▸ **REQUIREMENT**
Rewrite every one of the records below, changing "single marker" to "single point" wherever it appears and leaving everything else as it is.

▸ **WORKING DATA**

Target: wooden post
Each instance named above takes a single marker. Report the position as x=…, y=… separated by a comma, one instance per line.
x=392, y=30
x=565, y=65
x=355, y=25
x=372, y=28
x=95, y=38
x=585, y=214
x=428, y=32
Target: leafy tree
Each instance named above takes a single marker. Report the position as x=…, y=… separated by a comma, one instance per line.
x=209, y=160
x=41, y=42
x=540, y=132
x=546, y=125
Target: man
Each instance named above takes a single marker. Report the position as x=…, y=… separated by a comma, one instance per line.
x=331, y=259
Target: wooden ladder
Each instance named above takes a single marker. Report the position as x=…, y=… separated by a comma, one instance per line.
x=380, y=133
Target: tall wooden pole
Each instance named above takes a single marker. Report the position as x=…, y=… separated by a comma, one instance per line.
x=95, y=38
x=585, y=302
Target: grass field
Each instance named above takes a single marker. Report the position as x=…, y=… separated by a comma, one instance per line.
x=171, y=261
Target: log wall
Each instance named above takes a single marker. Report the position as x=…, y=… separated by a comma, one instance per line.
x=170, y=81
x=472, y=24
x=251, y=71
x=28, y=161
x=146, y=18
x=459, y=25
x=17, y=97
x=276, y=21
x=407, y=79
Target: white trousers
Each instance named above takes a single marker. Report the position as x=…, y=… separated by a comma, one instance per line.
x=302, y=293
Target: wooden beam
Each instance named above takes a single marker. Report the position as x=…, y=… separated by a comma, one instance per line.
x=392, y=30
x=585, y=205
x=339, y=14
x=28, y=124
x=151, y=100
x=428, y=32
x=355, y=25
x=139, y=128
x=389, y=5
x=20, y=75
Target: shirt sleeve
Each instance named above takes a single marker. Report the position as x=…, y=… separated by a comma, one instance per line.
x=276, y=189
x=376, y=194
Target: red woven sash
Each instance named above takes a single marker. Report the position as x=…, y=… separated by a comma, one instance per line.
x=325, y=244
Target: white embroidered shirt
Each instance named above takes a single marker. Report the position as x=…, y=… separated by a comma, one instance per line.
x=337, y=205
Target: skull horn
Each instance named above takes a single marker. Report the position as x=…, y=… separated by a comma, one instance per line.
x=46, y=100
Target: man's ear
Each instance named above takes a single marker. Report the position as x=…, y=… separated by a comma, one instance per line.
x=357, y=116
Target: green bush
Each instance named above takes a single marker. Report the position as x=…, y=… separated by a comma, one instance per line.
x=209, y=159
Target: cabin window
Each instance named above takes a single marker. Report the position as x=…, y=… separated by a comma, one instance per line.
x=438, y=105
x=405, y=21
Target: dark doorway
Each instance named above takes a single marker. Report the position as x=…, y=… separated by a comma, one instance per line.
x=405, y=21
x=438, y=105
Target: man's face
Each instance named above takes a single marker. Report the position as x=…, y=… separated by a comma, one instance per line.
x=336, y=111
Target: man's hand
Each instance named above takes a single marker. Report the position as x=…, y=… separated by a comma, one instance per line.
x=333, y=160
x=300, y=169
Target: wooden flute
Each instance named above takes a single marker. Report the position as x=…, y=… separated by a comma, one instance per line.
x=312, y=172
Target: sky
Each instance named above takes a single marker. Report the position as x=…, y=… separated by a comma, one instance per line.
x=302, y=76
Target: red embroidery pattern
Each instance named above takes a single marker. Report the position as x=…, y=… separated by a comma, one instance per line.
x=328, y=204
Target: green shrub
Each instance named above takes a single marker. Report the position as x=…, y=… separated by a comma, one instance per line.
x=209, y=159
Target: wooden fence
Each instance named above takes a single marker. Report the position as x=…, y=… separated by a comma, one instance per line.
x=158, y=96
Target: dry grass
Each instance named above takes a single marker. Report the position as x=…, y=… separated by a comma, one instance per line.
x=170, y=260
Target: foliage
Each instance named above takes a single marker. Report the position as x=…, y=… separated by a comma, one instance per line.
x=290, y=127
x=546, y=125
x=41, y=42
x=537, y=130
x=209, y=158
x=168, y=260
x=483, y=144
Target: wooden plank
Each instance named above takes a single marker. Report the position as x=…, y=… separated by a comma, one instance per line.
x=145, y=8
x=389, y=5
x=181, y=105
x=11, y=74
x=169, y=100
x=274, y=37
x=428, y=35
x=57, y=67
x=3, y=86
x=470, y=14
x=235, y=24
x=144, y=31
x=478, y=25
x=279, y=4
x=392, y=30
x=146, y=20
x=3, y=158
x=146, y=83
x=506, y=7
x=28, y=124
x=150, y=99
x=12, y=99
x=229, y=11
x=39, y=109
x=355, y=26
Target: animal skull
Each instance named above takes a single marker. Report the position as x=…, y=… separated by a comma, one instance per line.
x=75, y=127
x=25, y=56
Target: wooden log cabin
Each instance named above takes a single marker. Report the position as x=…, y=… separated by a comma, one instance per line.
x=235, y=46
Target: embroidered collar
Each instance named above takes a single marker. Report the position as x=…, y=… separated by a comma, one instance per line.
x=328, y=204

▸ **REPLY TO THE EXERCISE**
Target: wooden post
Each instance named above takes a single point. Report the position as x=…, y=… separated by a comma, one instance per line.
x=392, y=30
x=565, y=65
x=355, y=25
x=372, y=28
x=95, y=38
x=585, y=214
x=428, y=32
Target: leafy tree
Each instance named above takes a single point. Report the position as x=…, y=… separated by a comma, one instance per line.
x=209, y=160
x=41, y=42
x=540, y=132
x=546, y=125
Target: man
Each instance named above takes a single point. Report the position as x=…, y=… separated by a comma, one instance per line.
x=331, y=259
Target: wooden ladder
Each instance named above takes a single point. Report the position as x=…, y=… separated by a comma, one instance per line.
x=380, y=133
Target: tall wooden pole
Each instance named above takes a single point. Report the position as x=…, y=… separated by a comma, one instance per line.
x=95, y=38
x=585, y=302
Target: grass field
Each instance named above takes a single point. Report the position as x=…, y=… separated by a comma, one instance per line.
x=171, y=261
Target: log wall
Each instance named above takes a single point. Report the position as x=…, y=… separated by a comma, one instance per line.
x=170, y=81
x=472, y=24
x=251, y=71
x=28, y=161
x=146, y=18
x=459, y=25
x=17, y=97
x=276, y=21
x=407, y=79
Target: white trousers
Each instance named above takes a single point. Report the position as x=…, y=… separated by a comma, one instance per line.
x=302, y=293
Target: wooden beam
Each instance named above takes a single point. Report the position as x=…, y=… separated by a comma, one instance per line.
x=392, y=30
x=585, y=205
x=339, y=14
x=28, y=124
x=151, y=100
x=428, y=32
x=355, y=25
x=139, y=128
x=389, y=5
x=20, y=75
Target: shirt sleeve
Each instance named above takes a single point. Report the position as x=…, y=… separated by a comma, one instance per line.
x=276, y=189
x=376, y=194
Target: red woven sash
Each instance named above takes a single point. Report the position as x=…, y=… separated by a comma, one instance per line.
x=325, y=244
Target: white embroidered shirt
Each instance named above takes a single point. Report the position as x=…, y=… separated by a comma, one instance per line.
x=337, y=205
Target: skull horn
Each instance named above takes a single point. Report the position as x=…, y=… separated by a comma, one instance per line.
x=46, y=100
Target: man's ear
Each instance named above takes a single point. Report the position as x=…, y=… separated by a comma, one instance per line.
x=357, y=116
Target: green bush
Each instance named above takes a single point. Report the position as x=…, y=… separated by a comma, one instance per line.
x=209, y=159
Target: cabin window
Each instance named above takes a single point. Report the position as x=…, y=… separated by a comma, one instance per line.
x=438, y=105
x=405, y=21
Target: dark doorway
Each instance named above takes a single point. Report the position as x=…, y=… separated by a comma, one instance per line.
x=405, y=21
x=438, y=105
Target: man's face
Each instance named above takes a single point. Report the position as x=…, y=… separated by a comma, one instance per line.
x=336, y=111
Target: man's hand
Each instance named above takes a single point. Report the position as x=…, y=… separated by a comma, one instance per line.
x=333, y=160
x=300, y=169
Target: wooden flute
Each instance named above takes a single point. Report the position as x=…, y=… separated by a comma, one instance per line.
x=312, y=172
Target: sky
Each instance named above takes a single point. Report the position as x=…, y=… separated by a comma, one instance per line.
x=302, y=76
Target: red embroidery pattern
Each instance named above takes a single point. Report the position as x=…, y=… separated by a comma, one instance per line.
x=328, y=204
Target: green shrub
Each instance named above takes a single point. Report the position as x=…, y=… separated by a comma, one instance per line.
x=209, y=159
Target: wooden fence
Each instance named above takes a single point. Report the position as x=…, y=… separated by a comma, one instance per line.
x=158, y=96
Target: dry grass
Each instance named above takes a single point. Report the position as x=…, y=… separated by a comma, one instance per line.
x=170, y=260
Target: foliage
Each instance named above takes a single point. Report the position as x=…, y=… separated by a comma, one instance per line.
x=290, y=127
x=546, y=125
x=41, y=42
x=537, y=130
x=209, y=158
x=168, y=260
x=483, y=144
Target: wooden plank
Each instance named above takes a single point. Report the position as x=…, y=… separated by a comma, one instance per line.
x=145, y=8
x=389, y=5
x=181, y=105
x=11, y=74
x=169, y=100
x=274, y=37
x=428, y=35
x=57, y=67
x=3, y=86
x=470, y=14
x=235, y=24
x=144, y=31
x=478, y=25
x=279, y=4
x=392, y=30
x=146, y=20
x=3, y=158
x=146, y=83
x=506, y=7
x=28, y=124
x=150, y=99
x=12, y=99
x=229, y=11
x=39, y=109
x=355, y=26
Target: animal skull
Each instance named above takes a single point. Report the position as x=…, y=… separated by a comma, one instance per line.
x=75, y=127
x=25, y=56
Target: wooden log cabin
Each instance named above takes a single point. Report the position as x=…, y=… separated by a comma, one instance per line.
x=235, y=46
Target: embroidered collar
Each instance named above takes a single point. Report the position as x=…, y=… separated by a comma, one instance per line.
x=328, y=204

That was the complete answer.